• [TASK REQUIREMENTS]: Looking at the data below, report how many lines contain "draw", with no other words.

• [MATERIAL FOR THIS EXERCISE]:
☆ ☆ ☆ ☆

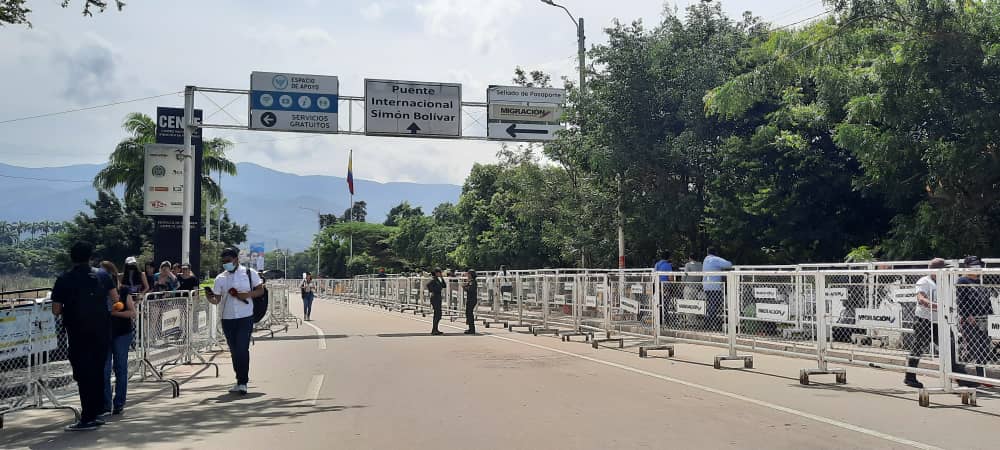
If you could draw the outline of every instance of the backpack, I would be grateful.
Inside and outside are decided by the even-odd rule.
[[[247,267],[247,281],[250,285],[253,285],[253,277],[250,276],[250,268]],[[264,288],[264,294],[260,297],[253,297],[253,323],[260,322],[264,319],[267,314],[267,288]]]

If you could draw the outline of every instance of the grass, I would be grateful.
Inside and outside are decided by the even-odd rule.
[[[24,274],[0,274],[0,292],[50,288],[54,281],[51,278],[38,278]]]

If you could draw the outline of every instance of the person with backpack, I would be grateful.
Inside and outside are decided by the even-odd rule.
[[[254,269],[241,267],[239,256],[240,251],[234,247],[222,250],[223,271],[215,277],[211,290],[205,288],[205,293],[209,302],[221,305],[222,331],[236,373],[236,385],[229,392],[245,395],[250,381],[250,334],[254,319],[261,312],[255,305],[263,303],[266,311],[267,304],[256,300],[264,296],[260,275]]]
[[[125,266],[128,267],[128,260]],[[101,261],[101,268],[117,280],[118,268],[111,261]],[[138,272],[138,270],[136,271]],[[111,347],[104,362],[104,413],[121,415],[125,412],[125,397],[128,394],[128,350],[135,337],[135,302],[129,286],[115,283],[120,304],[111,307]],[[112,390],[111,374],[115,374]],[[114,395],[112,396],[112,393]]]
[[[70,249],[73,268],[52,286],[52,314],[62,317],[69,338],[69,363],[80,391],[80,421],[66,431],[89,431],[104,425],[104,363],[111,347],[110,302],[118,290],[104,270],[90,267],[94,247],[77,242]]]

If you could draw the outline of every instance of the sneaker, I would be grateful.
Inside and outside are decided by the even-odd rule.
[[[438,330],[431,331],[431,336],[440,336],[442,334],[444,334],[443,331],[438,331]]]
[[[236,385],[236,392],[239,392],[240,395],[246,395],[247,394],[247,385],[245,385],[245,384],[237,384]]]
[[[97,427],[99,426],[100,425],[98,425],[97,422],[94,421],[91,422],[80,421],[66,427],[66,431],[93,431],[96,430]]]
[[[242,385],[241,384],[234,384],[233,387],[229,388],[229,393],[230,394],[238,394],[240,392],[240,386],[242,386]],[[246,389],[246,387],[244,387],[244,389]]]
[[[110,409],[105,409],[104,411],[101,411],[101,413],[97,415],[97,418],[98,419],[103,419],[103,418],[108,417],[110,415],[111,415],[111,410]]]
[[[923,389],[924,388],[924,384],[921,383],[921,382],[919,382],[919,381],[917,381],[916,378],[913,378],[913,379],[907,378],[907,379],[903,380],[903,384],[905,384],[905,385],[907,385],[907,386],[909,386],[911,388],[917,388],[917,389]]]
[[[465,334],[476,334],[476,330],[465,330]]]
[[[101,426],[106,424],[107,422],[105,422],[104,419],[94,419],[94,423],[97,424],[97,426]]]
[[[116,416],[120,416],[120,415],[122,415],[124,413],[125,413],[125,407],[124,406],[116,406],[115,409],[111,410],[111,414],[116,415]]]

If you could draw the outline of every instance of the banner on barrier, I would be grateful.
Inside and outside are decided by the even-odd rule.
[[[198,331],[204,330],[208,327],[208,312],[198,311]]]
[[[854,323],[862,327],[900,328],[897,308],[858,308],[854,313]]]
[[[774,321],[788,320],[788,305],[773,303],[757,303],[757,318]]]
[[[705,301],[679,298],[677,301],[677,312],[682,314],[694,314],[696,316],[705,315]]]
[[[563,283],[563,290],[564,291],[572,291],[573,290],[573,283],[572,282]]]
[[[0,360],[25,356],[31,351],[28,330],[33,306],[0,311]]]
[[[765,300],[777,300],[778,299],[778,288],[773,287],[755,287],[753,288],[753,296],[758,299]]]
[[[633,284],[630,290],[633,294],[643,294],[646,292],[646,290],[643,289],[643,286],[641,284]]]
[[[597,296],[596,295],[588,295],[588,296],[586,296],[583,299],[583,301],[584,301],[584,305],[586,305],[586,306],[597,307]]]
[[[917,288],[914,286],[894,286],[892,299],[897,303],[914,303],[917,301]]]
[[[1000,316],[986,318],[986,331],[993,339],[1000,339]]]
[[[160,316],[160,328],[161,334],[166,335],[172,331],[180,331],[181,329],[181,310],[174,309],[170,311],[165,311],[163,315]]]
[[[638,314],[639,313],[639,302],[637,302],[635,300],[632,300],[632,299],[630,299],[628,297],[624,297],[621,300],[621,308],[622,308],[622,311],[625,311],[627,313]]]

☆ ☆ ☆ ☆

• [ANSWER FOR THE TASK]: 5